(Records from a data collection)

▼

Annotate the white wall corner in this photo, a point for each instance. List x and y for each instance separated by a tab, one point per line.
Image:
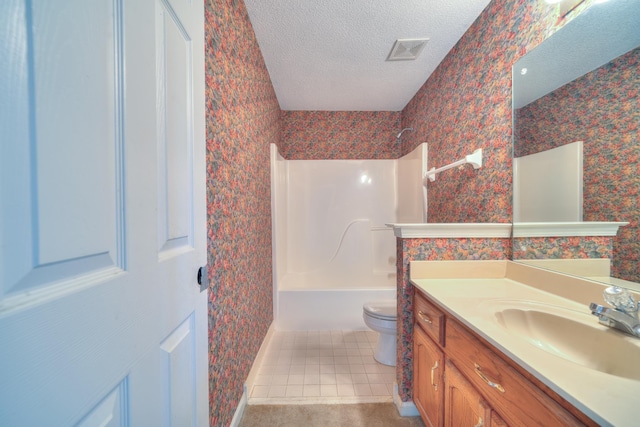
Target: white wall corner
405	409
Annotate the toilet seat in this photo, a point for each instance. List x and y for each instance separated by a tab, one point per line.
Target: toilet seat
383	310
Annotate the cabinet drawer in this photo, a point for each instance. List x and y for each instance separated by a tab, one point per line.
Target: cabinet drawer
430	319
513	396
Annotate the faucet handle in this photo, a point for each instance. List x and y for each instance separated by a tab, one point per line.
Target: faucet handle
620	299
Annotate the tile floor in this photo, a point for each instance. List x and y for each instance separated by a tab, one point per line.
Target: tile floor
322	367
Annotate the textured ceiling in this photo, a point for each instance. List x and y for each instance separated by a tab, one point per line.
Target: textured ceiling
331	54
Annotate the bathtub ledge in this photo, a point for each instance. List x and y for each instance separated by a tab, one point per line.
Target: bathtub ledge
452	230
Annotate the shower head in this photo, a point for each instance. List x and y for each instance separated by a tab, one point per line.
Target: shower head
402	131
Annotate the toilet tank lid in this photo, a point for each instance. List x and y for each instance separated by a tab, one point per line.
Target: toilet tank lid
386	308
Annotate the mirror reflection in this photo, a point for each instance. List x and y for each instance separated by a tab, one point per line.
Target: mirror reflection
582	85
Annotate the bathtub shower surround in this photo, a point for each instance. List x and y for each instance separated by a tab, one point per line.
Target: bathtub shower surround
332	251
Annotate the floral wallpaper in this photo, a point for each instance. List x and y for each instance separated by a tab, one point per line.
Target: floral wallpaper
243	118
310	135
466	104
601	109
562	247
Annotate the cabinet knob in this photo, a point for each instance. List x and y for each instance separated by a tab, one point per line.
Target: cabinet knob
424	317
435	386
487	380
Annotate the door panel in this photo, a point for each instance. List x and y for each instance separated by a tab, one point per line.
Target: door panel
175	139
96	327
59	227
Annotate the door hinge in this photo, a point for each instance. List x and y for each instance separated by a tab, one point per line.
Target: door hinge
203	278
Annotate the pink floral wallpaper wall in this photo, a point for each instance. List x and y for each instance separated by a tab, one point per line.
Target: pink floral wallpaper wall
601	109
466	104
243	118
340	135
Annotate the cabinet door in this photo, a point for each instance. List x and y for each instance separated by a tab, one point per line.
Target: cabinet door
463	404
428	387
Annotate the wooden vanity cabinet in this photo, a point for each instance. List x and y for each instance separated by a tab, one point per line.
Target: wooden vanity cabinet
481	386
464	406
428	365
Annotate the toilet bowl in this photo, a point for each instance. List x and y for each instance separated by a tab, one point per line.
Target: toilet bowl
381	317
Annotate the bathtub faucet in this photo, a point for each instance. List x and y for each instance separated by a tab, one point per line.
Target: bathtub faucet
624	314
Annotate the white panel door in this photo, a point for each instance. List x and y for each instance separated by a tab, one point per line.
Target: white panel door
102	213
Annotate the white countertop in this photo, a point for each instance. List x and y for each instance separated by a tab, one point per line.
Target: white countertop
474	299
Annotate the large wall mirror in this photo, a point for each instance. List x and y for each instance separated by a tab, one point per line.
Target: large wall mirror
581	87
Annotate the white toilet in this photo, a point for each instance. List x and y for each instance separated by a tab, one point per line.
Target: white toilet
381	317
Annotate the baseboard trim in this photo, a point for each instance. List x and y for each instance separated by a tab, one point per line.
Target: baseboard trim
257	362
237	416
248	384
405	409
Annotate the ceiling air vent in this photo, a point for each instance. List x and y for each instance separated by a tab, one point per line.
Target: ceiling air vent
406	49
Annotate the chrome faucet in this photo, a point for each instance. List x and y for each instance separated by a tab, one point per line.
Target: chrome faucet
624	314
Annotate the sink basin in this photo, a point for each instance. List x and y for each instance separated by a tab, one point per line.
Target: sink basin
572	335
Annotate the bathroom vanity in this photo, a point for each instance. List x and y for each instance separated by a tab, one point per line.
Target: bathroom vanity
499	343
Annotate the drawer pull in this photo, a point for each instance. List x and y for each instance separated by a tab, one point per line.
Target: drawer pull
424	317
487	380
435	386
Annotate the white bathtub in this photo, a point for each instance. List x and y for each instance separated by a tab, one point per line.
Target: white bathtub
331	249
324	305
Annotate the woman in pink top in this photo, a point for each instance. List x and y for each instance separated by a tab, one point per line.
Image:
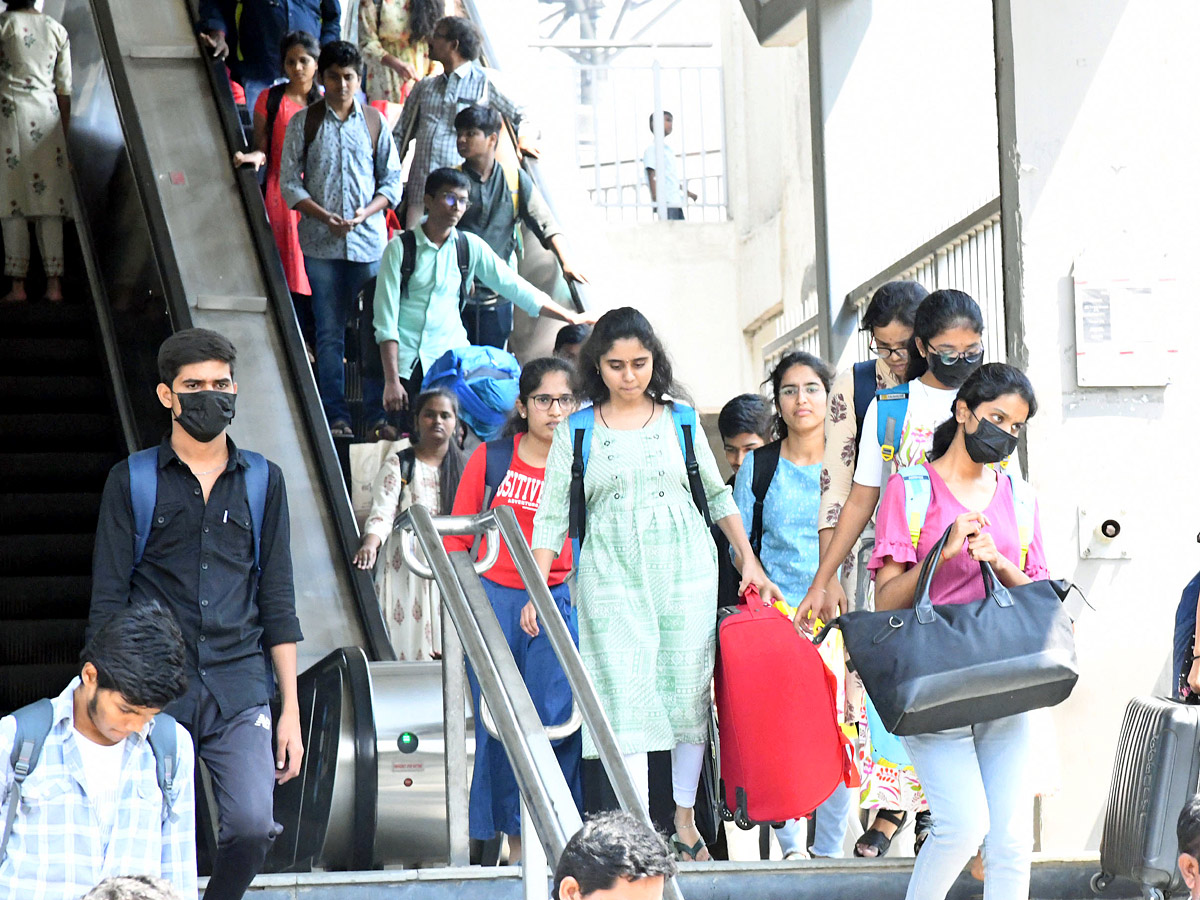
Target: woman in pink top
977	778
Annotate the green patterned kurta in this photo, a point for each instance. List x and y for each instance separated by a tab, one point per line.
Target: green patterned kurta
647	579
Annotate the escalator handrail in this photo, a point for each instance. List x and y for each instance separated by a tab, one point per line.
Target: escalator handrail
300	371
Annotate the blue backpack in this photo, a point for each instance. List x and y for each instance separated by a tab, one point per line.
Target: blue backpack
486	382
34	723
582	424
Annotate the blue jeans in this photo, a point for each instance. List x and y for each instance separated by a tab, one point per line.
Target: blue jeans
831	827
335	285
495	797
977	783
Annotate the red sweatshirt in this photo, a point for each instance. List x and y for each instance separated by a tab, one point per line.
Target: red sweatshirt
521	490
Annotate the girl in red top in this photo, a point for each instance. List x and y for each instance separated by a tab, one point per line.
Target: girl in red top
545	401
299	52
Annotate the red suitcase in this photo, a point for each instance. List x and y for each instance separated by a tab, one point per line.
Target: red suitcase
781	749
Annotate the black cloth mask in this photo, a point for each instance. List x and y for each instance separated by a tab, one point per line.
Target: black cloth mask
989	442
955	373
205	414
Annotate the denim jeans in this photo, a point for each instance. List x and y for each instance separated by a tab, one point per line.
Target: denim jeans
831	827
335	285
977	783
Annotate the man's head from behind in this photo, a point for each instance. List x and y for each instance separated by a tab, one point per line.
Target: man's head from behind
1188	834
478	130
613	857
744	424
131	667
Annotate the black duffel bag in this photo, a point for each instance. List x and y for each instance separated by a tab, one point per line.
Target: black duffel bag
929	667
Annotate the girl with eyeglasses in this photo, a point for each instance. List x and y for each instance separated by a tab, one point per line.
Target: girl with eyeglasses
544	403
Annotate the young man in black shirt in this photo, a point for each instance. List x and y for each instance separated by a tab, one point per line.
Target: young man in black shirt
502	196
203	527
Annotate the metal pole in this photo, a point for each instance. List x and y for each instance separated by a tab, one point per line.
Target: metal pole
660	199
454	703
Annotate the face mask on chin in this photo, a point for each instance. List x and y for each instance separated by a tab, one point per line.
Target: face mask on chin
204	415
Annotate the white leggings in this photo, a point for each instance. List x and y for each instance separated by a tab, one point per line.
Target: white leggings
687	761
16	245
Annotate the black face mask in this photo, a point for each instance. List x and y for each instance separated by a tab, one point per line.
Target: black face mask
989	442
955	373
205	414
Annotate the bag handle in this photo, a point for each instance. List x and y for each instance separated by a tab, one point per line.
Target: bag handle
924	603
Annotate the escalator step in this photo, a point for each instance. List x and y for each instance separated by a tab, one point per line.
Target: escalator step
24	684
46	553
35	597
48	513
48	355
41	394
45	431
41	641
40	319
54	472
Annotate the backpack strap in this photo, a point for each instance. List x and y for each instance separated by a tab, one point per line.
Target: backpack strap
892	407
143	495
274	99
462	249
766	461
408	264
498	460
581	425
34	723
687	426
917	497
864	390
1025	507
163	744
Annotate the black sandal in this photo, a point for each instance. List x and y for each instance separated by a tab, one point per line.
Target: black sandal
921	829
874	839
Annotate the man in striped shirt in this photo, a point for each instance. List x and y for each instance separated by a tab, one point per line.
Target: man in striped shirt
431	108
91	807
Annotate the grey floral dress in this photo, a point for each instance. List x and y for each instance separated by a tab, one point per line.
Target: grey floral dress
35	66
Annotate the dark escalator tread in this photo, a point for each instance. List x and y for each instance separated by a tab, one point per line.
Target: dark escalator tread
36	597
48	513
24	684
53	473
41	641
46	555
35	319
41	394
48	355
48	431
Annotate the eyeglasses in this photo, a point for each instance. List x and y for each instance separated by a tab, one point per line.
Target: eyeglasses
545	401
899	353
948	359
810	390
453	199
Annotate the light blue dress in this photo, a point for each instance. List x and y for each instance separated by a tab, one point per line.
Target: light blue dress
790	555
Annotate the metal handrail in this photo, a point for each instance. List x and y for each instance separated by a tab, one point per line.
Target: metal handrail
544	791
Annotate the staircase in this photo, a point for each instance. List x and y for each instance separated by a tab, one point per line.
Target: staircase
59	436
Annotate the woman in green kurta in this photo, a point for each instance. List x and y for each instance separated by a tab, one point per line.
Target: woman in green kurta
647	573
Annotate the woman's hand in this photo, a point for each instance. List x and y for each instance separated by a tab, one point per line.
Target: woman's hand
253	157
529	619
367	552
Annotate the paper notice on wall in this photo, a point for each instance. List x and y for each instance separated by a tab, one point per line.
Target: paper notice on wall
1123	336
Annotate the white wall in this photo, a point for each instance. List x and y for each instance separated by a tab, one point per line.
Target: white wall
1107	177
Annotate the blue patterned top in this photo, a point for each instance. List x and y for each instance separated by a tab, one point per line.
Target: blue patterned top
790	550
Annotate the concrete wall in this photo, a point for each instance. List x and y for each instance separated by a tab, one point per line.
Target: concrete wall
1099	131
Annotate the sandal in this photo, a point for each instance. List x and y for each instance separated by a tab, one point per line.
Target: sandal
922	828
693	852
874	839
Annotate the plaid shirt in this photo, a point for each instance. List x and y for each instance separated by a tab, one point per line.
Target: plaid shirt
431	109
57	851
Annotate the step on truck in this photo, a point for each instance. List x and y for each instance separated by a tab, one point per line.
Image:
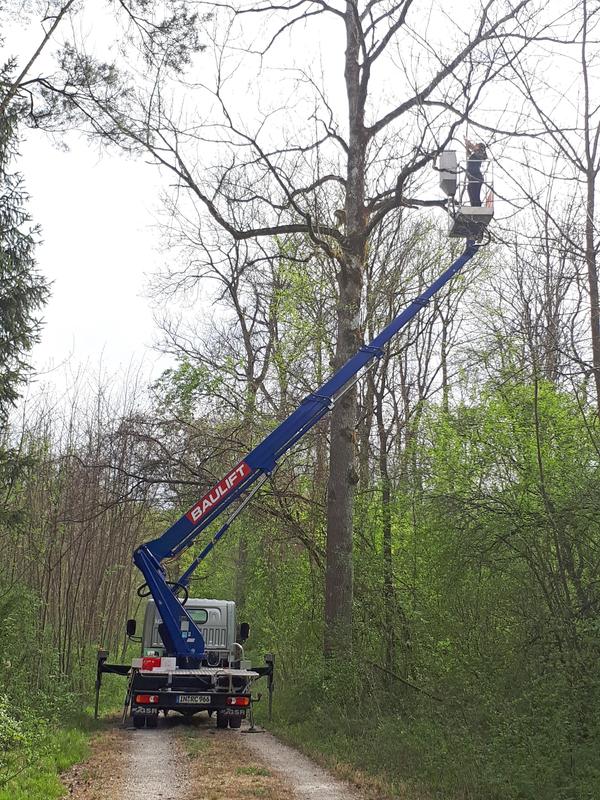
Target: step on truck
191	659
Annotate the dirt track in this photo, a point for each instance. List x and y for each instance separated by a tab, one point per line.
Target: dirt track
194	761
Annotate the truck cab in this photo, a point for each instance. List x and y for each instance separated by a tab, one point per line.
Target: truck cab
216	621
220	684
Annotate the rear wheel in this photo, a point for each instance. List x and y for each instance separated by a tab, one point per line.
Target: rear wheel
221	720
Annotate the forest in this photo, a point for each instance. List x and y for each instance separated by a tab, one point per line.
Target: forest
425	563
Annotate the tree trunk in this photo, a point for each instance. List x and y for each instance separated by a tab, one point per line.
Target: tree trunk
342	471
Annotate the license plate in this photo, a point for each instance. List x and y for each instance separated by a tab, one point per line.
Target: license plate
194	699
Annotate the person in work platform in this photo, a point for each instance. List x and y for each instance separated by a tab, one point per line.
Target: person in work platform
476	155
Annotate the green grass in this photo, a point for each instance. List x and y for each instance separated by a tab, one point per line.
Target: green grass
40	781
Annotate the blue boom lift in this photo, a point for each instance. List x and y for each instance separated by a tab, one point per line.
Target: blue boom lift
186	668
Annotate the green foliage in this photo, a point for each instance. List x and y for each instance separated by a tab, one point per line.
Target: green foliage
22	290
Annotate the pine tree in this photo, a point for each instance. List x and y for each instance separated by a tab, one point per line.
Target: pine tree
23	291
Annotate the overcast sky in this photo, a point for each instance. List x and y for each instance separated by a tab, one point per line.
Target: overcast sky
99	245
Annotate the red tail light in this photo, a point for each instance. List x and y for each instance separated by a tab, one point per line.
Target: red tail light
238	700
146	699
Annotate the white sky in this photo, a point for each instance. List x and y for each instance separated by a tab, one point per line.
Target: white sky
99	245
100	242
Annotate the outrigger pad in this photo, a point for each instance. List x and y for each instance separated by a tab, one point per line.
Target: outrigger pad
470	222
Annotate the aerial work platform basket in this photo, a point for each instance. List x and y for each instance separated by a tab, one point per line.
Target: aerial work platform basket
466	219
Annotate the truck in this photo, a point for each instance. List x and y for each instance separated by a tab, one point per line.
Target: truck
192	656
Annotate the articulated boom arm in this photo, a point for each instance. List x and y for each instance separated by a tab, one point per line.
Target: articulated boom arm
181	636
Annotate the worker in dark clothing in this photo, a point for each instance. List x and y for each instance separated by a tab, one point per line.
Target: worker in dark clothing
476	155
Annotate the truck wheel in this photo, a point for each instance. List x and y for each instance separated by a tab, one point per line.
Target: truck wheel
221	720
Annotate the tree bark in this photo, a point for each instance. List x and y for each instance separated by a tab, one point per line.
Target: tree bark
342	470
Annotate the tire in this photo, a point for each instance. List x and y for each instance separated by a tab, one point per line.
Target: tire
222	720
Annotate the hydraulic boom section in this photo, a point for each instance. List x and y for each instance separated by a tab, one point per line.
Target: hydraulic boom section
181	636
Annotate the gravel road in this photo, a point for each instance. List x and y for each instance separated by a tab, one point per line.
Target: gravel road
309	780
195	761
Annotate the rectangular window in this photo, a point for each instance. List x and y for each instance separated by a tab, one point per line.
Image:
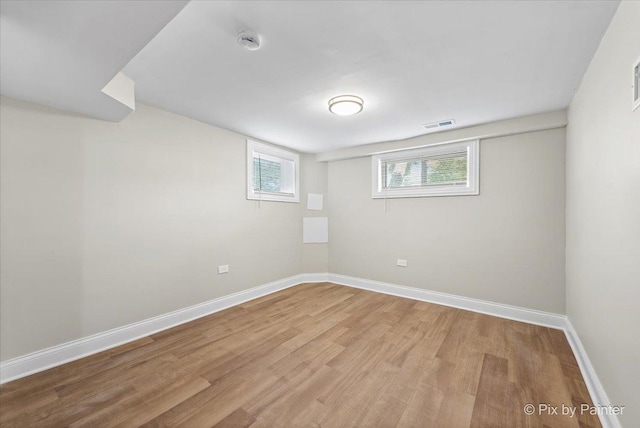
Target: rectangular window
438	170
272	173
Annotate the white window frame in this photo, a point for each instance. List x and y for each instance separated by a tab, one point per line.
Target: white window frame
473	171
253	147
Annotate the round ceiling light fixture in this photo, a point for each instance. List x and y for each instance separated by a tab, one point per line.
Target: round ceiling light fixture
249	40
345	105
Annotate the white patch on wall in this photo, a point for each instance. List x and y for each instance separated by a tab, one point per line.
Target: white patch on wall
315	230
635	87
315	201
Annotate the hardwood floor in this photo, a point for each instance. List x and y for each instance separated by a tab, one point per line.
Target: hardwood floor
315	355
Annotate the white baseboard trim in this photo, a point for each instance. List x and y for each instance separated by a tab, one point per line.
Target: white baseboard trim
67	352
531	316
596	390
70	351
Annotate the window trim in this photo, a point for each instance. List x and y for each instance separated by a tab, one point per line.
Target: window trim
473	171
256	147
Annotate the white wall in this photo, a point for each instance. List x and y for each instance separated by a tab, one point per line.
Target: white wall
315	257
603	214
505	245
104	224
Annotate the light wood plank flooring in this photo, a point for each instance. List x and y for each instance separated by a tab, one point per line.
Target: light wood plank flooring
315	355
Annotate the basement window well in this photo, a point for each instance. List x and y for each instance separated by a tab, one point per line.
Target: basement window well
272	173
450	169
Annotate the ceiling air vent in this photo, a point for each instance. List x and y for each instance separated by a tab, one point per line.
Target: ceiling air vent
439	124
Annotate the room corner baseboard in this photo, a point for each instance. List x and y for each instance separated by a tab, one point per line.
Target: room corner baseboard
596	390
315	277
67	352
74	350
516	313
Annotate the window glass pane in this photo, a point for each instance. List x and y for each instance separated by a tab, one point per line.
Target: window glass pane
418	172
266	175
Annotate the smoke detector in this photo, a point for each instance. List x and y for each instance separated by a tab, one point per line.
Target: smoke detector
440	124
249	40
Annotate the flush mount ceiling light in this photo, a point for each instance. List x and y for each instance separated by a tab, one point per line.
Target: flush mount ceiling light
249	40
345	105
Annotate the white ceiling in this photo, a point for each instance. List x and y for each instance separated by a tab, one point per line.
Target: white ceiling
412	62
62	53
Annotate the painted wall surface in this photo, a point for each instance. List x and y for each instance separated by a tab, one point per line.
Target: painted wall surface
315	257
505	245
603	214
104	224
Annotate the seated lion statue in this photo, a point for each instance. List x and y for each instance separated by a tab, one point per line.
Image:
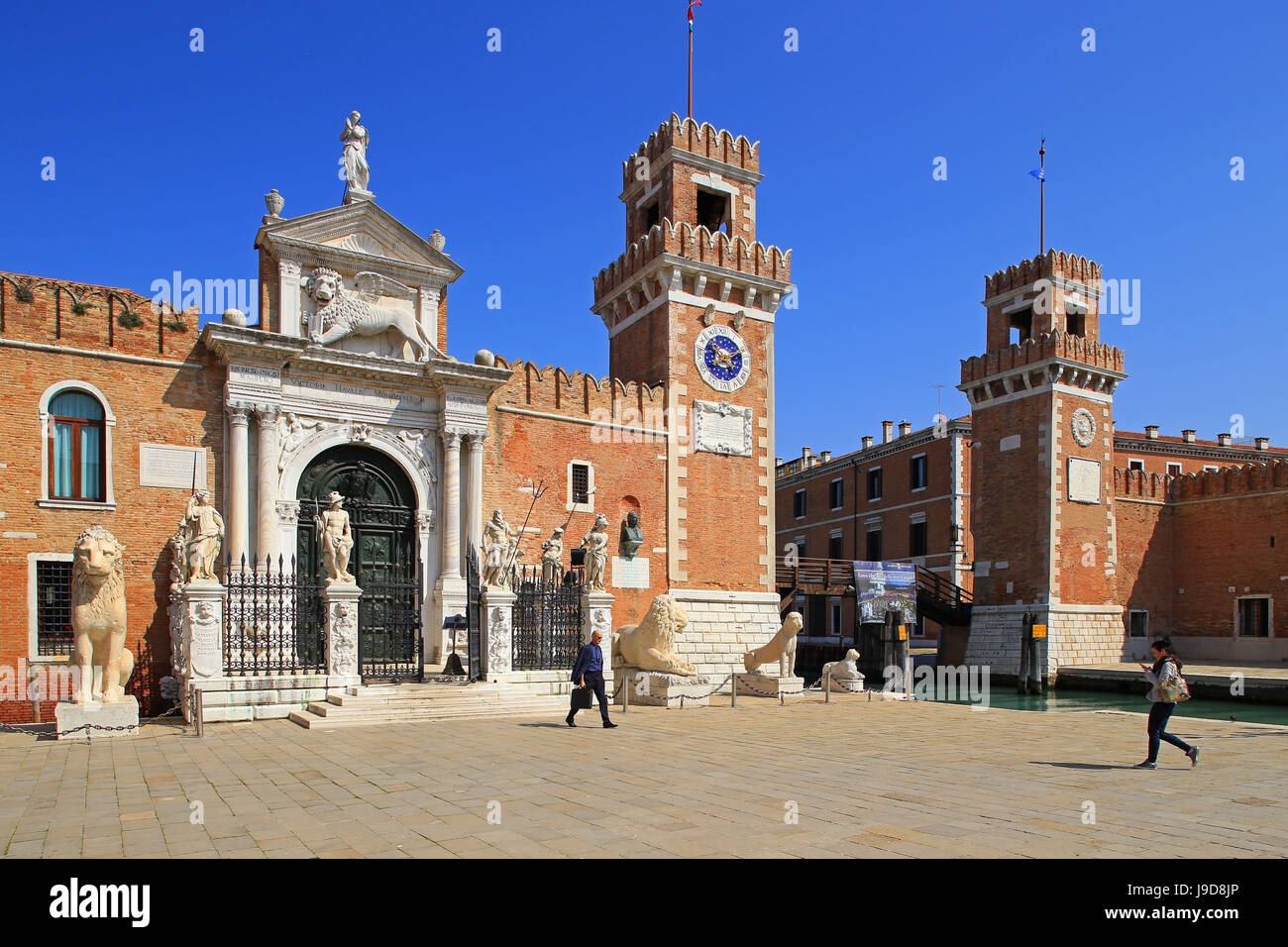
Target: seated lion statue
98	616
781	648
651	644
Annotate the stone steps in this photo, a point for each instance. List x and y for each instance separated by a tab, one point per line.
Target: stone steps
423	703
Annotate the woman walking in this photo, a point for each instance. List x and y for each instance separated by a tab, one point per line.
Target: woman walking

▲

(Given exercise):
Could you copy the records from the line containing "Annotate the stone" through the end of the records, renaming "stone steps" to "stone staircase" and leaving everything else unchanged?

(The response):
Annotate the stone staircase in this photo, a point for each instance. List x and y for each instance separated by a tab, one point per line.
Target: stone staircase
423	703
Annotate the woman walking in this photo, a point for each instance. List x and y for each instance separated by a tab, one point per line.
Target: woman walking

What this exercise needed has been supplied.